• [Serie de tareas]
• A. Responda las siguientes preguntas según el fragmento sobre la trata de esclavos en África:
(i) ¿Qué dos barreras naturales hacían impenetrable el continente y dónde se situaba cada una?
(ii) ¿Qué fundaron los fenicios y los portugueses en África?
(iii) ¿Entre qué lugares se hacía la trata por mar en sus comienzos?
• B. Convierta en una lista el párrafo del fragmento sobre la trata de esclavos en África que comienza con «África (exceptuando el Magreb», conservando sus datos principales.

El Siglo de las Luces tiene su lado oscuro. Fue la gran época de la trata de negros, en virtud del progreso de la navegación.
África (exceptuando el Magreb, Egipto y Etiopía) permanecía en la prehistoria; era un continente de tribus nómadas, muy a menudo de pastoreo o agrícolas, pero sin nada semejante a los Imperios azteca o inca. Ya hemos señalado que «prehistórico» no tiene ningún significado moral. Las civilizaciones africanas producían arte, religión y belleza, pero no estados en el sentido histórico de la palabra. Estaban indefensas frente a la gente que llegaba del extranjero, de la que sólo les protegía la inmensidad del continente, impenetrable: el Sahara, al norte, y la gran selva ecuatorial, hostil al ser humano, en el centro.
Los fenicios y los portugueses la habían bordeado, en sentido inverso unos de otros, pero sin penetrar en su interior. Allí sólo fundaron enclaves comerciales. En lo que se refiere a los jinetes de Alá, los había detenido la selva.
No obstante, prosperaba el tráfico de esclavos, las tribus africanas eran incapaces de resistir frente a los comandos bien organizados y armados. También hay que tener el valor de reconocer que muchos de los jefes africanos hacían su negocio con aquello y se llevaban su porcentaje.
En un principio, la trata fue por parte de musulmanes y árabes, a través del desierto y con las caravanas, o por mar desde Zanzíbar hasta el golfo Pérsico.

Extracto de un conjunto de datos:
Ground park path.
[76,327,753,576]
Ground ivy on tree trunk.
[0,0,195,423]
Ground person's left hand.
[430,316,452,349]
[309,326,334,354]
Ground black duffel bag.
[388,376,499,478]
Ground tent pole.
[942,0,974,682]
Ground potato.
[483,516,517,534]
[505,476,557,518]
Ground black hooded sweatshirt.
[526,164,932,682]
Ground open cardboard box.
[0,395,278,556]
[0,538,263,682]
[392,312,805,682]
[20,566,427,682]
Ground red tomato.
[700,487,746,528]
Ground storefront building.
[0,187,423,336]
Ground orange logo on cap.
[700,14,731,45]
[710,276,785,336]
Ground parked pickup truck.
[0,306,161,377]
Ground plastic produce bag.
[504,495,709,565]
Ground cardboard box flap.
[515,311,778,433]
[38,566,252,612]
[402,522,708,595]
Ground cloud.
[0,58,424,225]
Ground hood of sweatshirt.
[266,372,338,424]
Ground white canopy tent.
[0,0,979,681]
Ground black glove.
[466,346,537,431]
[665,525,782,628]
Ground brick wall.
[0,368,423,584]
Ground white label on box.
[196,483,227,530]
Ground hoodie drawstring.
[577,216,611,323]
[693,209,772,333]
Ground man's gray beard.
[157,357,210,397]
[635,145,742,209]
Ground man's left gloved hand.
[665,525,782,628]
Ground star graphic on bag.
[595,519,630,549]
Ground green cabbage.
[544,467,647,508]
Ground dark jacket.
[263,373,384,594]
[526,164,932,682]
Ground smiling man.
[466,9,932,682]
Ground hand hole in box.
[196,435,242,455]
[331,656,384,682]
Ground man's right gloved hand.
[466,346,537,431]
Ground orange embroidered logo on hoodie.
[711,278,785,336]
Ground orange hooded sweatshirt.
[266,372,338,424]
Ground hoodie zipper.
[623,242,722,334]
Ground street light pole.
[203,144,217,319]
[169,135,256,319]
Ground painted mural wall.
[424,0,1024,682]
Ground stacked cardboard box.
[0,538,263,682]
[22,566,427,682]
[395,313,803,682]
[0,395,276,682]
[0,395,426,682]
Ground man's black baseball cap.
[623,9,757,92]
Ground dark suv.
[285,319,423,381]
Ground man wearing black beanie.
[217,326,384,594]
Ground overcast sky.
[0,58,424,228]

• [Serie de respuestas]
• A.
(i) El Sahara, al norte, y la gran selva ecuatorial, en el centro.
(ii) Fundaron enclaves comerciales.
(iii) Desde Zanzíbar hasta el golfo Pérsico.

• B.
- África, salvo el Magreb, Egipto y Etiopía, permanecía en la prehistoria.
- Era un continente de tribus nómadas, a menudo de pastoreo o agrícolas, sin nada semejante a los Imperios azteca o inca.
- «Prehistórico» no tiene ningún significado moral.
- Las civilizaciones africanas producían arte, religión y belleza, pero no estados en sentido histórico.
- Estaban indefensas frente a los extranjeros.
- Solo las protegía la inmensidad impenetrable del continente: el Sahara, al norte, y la selva ecuatorial, hostil al ser humano, en el centro.